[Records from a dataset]
○ ○ ○ ○ ○ ○ ○

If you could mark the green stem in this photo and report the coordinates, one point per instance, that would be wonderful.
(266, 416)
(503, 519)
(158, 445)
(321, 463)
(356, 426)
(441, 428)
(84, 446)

○ ○ ○ ○ ○ ○ ○

▶ What you should do:
Format all of the data above as a two-column CSV with the headers input and output, giving one row per text-and-answer pair. Enclose every field in double quotes and replace any line breaks inside a field with spaces.

▶ Problem solution:
input,output
"If you could mark the green stem in this photo and report the coordinates, one point per instance, that would be wonderful.","(266, 416) (503, 519) (158, 445) (321, 463) (356, 426) (441, 428) (84, 446)"